Locate each line in the rows below that contains the string "white" and copy those lines out in full.
── Given records
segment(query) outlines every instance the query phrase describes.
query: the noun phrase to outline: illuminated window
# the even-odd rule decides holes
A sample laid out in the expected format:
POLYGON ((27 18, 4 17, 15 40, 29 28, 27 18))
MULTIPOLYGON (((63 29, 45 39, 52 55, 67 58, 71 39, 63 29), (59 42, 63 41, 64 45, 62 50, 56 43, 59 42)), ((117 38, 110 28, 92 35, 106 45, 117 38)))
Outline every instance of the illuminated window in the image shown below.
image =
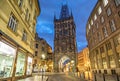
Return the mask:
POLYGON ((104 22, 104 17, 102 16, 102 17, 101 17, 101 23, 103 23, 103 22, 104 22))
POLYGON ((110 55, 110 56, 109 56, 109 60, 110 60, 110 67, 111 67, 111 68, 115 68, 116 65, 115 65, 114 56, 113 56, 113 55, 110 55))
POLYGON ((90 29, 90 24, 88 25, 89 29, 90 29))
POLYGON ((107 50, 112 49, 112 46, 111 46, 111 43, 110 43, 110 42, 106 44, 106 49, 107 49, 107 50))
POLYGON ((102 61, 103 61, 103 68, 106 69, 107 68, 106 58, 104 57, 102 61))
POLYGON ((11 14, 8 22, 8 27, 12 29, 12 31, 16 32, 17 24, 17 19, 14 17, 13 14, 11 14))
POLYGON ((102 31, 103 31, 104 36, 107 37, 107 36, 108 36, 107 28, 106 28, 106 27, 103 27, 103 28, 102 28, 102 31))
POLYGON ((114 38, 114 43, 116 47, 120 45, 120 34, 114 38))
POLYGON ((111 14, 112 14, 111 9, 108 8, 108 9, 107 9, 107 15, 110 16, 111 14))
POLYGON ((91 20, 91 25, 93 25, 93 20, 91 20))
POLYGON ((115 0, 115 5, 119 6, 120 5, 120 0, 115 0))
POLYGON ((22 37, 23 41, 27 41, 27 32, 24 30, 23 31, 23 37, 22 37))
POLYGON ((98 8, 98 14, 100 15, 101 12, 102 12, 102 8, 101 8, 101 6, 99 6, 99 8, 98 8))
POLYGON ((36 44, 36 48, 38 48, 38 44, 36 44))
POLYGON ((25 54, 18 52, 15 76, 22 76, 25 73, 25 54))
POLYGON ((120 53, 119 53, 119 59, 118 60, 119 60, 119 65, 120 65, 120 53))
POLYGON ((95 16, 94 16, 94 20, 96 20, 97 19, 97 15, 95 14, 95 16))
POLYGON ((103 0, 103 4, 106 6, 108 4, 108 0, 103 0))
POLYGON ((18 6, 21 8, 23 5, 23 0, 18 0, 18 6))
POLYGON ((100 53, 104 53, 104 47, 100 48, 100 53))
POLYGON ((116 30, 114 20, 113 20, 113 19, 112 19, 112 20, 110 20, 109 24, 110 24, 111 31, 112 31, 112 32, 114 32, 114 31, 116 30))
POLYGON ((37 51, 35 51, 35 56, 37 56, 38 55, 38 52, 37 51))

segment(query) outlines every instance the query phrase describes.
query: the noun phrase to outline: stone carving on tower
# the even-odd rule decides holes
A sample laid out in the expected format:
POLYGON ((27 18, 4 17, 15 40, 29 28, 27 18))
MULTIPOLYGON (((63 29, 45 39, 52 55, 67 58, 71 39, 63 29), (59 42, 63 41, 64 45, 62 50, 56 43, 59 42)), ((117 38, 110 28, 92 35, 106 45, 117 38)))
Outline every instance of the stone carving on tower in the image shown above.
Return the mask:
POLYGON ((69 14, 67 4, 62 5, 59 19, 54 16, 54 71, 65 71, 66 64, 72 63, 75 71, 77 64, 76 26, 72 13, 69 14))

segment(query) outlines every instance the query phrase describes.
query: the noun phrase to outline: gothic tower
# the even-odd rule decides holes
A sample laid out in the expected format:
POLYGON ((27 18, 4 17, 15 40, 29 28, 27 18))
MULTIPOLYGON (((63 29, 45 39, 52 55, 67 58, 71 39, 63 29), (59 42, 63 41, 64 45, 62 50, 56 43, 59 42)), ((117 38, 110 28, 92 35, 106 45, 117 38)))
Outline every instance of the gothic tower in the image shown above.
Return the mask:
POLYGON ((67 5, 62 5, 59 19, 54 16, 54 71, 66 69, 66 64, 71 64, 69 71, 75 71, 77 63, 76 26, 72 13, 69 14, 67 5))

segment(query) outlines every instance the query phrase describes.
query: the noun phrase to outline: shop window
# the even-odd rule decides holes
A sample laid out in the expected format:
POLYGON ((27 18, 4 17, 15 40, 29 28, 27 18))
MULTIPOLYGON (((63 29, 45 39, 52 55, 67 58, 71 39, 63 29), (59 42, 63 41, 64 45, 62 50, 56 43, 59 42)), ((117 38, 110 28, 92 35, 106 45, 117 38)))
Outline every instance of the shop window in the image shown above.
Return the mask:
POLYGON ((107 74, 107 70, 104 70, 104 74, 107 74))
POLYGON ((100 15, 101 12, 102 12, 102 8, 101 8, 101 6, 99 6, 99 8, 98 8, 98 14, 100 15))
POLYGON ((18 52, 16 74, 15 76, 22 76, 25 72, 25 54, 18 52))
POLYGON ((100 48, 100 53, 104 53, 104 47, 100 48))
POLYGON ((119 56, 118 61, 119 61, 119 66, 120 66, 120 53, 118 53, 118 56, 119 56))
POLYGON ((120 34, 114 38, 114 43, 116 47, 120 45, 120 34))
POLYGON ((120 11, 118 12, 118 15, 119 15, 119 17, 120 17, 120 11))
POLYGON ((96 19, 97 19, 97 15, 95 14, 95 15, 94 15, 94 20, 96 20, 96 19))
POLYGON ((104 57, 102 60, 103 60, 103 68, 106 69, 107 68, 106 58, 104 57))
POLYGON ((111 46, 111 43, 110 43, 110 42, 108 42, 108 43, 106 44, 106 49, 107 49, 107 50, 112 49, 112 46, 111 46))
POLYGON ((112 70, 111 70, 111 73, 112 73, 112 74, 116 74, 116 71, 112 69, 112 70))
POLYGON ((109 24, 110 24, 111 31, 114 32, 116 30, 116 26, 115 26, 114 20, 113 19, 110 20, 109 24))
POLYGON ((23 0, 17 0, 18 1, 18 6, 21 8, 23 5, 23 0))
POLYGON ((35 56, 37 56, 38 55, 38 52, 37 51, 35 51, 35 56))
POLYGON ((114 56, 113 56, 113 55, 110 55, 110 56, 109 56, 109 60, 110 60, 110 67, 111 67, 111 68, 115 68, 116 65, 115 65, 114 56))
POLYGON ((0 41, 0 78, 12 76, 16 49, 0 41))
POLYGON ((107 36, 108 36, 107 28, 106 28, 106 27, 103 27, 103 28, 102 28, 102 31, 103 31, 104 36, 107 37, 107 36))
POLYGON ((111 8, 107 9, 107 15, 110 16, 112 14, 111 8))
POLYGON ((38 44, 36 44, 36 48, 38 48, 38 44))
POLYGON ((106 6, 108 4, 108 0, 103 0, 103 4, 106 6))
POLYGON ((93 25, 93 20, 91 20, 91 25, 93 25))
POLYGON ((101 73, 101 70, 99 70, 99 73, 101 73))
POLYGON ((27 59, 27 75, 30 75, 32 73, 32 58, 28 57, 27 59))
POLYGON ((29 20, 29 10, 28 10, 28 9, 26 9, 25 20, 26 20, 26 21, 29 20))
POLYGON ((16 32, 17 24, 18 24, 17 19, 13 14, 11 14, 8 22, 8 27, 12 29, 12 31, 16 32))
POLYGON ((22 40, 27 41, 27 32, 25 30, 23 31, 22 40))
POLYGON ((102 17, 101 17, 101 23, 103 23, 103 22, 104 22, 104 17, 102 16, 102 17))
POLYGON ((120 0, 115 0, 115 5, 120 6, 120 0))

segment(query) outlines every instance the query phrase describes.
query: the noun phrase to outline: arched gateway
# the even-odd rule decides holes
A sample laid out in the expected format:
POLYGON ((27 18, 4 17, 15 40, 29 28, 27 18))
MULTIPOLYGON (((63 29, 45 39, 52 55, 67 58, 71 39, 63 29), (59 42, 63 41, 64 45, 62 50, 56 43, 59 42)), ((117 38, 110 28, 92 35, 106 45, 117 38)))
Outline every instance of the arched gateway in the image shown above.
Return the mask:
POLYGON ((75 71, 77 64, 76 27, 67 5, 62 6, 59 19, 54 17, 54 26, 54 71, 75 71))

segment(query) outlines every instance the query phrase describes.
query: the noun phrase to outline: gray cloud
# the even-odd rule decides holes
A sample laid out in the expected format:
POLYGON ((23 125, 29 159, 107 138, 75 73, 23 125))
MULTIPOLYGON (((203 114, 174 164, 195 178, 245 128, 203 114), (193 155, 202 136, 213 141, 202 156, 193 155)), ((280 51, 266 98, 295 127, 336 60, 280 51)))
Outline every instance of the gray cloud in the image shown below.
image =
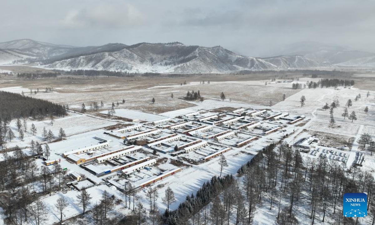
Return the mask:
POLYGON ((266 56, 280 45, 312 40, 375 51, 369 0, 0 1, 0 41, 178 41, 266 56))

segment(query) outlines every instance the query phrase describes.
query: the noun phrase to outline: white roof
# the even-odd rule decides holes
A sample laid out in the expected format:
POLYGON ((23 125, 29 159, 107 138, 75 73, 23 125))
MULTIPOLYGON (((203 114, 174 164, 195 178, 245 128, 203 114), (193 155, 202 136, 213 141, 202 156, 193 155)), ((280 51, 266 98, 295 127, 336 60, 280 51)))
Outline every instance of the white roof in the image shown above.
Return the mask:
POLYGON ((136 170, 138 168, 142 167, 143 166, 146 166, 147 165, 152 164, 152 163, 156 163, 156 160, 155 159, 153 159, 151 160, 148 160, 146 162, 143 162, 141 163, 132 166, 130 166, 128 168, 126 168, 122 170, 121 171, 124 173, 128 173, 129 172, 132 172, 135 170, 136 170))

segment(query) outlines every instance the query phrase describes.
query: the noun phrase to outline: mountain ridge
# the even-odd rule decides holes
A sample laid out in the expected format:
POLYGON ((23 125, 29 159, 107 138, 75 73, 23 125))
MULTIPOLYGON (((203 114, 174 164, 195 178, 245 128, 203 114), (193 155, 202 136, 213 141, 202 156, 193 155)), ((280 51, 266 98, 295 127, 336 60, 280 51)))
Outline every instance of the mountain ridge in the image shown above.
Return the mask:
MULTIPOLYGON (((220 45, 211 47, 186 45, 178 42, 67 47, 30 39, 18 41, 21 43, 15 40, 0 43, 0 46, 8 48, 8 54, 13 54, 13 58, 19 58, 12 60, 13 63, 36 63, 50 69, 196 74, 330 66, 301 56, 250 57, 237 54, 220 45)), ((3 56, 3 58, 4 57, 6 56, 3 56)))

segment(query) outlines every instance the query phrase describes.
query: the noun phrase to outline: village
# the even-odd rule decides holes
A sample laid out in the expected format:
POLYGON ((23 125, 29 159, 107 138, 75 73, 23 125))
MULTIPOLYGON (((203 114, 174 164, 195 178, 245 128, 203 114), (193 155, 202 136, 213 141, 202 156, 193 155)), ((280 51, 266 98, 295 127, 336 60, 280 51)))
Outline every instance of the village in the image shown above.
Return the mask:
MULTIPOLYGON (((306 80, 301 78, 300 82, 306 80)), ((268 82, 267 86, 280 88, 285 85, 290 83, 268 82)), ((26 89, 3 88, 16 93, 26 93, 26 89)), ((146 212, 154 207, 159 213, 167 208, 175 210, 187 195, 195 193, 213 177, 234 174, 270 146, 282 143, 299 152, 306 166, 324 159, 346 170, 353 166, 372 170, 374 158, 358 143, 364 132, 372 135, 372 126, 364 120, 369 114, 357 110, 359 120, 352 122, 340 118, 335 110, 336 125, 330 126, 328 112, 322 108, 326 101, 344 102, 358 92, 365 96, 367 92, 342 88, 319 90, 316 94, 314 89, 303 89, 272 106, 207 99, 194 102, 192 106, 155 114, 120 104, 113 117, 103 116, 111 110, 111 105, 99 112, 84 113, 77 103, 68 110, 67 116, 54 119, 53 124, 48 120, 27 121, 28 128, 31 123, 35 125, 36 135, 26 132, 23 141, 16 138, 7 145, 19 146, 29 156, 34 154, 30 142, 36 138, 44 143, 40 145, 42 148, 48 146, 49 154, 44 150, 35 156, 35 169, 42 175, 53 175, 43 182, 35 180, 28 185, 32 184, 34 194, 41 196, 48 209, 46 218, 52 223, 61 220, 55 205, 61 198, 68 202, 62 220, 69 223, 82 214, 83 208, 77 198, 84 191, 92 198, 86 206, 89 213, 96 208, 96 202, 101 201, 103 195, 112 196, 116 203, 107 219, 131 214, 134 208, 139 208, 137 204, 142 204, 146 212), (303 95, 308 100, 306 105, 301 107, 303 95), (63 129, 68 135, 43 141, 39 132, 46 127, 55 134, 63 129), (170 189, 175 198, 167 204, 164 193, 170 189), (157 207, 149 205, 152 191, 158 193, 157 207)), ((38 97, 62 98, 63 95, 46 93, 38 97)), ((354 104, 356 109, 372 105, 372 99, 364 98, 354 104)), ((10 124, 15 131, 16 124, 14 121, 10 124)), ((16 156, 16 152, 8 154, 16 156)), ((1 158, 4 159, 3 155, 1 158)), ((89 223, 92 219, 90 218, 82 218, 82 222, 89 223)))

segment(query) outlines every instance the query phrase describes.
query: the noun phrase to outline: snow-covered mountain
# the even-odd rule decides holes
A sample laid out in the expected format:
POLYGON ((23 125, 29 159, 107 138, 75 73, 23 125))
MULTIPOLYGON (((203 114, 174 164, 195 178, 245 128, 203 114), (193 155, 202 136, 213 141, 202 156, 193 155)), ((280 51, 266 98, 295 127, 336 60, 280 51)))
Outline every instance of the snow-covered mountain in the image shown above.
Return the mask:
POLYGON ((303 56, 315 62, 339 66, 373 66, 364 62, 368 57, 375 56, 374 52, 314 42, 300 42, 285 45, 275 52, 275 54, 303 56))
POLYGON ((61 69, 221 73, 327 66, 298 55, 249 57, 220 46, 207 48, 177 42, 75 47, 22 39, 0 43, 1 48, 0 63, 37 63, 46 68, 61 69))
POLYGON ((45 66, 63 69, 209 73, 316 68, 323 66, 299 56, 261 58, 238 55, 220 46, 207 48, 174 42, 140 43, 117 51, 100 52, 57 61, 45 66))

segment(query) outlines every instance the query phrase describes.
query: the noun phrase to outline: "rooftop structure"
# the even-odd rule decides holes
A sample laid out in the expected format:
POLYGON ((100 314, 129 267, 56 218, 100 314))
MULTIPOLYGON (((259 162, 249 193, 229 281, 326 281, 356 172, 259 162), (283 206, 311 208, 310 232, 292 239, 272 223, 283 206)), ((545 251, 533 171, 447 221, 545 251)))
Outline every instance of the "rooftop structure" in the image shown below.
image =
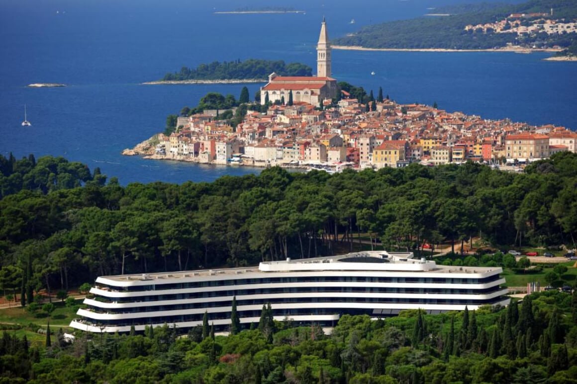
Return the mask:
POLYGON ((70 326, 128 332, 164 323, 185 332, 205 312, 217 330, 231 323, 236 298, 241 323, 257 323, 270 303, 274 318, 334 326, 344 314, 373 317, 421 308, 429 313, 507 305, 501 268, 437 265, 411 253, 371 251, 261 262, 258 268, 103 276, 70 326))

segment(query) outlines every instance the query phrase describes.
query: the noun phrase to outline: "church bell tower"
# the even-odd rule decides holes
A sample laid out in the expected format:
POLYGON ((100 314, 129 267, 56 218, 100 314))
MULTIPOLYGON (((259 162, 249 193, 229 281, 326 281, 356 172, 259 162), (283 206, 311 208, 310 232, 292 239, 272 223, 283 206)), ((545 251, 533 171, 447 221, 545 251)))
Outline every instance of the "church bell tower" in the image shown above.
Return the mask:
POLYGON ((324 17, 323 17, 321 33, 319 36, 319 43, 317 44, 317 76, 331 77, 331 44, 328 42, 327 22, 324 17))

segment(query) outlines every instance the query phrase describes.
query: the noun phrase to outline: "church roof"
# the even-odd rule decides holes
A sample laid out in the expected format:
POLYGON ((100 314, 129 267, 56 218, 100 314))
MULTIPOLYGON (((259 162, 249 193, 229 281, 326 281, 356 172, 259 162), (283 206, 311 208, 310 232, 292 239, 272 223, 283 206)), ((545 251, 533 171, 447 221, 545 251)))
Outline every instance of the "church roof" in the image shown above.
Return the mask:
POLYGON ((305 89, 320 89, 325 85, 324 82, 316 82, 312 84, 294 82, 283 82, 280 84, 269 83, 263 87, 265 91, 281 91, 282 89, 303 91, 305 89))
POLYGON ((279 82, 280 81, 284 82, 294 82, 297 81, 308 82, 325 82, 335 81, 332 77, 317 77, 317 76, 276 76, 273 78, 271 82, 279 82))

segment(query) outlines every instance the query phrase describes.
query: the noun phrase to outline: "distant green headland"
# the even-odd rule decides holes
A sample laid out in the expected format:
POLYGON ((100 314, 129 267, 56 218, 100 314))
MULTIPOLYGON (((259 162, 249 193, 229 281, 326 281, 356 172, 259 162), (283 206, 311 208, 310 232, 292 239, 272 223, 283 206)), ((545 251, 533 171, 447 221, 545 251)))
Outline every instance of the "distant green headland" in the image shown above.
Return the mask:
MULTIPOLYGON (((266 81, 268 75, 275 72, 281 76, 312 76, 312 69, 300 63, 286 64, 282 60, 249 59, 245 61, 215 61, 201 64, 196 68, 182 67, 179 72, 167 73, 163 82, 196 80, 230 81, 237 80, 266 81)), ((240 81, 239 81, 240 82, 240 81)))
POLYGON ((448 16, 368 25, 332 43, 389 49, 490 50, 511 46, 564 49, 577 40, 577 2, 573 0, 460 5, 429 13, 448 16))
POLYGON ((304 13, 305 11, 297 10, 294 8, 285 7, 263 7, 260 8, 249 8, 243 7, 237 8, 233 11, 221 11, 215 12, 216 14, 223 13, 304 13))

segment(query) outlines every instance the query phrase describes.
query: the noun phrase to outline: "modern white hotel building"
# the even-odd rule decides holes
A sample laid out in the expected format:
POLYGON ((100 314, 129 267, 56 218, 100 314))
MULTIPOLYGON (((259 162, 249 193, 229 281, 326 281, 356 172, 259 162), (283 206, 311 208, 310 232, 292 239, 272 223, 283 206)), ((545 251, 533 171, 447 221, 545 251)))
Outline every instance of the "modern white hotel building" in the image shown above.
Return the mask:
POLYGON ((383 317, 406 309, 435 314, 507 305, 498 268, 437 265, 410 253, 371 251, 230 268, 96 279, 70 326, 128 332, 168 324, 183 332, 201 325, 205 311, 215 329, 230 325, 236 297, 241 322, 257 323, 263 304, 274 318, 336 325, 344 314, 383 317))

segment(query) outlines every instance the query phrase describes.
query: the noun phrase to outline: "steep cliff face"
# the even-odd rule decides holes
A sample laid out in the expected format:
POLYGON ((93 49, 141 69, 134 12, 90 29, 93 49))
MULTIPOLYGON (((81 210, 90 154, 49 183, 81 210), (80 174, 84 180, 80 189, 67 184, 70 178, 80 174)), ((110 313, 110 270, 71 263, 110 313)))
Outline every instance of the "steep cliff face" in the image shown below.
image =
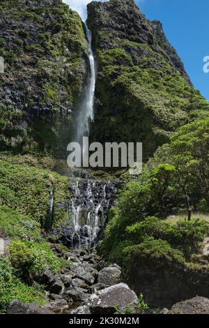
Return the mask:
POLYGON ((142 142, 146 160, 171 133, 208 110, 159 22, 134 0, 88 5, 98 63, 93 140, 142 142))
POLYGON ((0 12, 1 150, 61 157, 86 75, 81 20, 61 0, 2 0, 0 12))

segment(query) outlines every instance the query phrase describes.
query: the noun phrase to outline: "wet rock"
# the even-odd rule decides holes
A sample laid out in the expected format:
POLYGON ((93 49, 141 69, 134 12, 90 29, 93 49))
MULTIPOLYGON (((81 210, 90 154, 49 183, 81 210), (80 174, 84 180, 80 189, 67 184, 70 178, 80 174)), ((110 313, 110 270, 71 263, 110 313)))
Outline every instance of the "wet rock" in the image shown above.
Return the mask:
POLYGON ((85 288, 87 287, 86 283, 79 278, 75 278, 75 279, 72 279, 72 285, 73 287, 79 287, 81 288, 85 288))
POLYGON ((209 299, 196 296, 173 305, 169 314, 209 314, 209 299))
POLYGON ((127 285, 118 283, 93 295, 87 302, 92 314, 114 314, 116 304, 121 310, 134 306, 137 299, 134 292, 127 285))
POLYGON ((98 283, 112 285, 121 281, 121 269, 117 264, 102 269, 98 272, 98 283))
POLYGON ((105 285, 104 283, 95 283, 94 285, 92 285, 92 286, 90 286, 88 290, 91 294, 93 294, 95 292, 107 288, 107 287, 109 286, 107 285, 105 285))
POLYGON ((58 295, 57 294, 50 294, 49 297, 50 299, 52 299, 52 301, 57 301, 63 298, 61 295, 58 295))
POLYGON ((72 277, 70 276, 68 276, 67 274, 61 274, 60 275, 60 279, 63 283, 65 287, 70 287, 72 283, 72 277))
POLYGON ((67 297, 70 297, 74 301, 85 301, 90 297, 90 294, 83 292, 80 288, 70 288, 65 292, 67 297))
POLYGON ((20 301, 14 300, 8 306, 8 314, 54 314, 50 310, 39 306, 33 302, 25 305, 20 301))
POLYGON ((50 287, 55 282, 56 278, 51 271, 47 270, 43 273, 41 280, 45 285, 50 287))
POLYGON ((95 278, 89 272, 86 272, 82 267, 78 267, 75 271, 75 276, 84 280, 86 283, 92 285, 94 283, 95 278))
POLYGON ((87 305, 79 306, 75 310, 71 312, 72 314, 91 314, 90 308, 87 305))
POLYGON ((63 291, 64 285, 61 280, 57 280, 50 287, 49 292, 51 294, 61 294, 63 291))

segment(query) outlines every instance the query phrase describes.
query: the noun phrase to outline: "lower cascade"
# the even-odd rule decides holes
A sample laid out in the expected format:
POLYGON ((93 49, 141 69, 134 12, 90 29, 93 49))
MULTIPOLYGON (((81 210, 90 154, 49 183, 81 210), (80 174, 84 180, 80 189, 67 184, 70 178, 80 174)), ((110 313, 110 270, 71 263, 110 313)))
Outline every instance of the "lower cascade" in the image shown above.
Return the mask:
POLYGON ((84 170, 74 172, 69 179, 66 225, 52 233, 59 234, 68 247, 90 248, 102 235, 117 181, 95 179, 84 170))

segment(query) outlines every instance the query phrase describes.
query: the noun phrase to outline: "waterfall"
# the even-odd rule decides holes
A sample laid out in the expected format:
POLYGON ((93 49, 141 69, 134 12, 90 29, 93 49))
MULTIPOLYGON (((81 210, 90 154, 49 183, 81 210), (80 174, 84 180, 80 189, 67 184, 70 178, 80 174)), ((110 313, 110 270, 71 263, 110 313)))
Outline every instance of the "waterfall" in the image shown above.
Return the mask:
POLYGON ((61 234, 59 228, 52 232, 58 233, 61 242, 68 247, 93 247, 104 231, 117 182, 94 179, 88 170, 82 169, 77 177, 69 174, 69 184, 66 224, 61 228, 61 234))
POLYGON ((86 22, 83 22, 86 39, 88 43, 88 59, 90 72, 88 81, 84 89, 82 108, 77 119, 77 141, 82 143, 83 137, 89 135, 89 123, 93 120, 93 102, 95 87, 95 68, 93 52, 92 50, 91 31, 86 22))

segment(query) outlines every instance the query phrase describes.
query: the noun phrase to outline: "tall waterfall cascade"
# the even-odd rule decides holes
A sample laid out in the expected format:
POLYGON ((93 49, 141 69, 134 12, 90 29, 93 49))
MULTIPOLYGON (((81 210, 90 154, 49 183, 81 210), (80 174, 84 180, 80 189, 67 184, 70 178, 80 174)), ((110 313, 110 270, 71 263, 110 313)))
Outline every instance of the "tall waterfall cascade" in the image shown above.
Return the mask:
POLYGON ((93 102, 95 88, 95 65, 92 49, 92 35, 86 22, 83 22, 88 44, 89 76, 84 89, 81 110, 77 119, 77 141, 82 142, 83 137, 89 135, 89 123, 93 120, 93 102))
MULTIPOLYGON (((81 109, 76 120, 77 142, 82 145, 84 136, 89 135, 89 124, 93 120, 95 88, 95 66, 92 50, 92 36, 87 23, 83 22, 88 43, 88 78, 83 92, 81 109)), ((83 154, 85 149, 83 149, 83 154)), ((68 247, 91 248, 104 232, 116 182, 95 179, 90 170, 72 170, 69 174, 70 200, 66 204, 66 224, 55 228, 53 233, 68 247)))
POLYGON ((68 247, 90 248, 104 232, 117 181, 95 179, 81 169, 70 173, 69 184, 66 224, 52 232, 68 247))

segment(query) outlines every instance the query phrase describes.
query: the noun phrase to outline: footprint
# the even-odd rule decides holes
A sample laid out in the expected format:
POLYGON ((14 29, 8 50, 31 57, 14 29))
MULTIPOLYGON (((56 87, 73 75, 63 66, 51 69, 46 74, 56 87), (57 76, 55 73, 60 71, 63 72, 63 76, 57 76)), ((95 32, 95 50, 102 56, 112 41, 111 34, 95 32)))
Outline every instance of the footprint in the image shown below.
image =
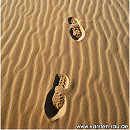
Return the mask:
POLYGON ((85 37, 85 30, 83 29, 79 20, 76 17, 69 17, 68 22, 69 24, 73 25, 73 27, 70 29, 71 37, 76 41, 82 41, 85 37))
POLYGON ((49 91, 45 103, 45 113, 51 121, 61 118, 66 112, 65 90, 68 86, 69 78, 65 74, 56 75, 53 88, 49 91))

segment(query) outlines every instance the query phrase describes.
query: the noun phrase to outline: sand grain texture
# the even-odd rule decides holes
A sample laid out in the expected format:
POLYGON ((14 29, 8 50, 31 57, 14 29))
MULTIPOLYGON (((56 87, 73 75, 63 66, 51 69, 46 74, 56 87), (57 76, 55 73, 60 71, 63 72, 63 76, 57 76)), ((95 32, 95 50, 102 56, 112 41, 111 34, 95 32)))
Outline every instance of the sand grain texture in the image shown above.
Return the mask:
────
Output of the exercise>
query: the noun phrase to outline: white roof
Outline every instance of the white roof in the image shown above.
query: the noun phrase to outline: "modern white hotel building"
Outline every instance of the "modern white hotel building" in the image shown above.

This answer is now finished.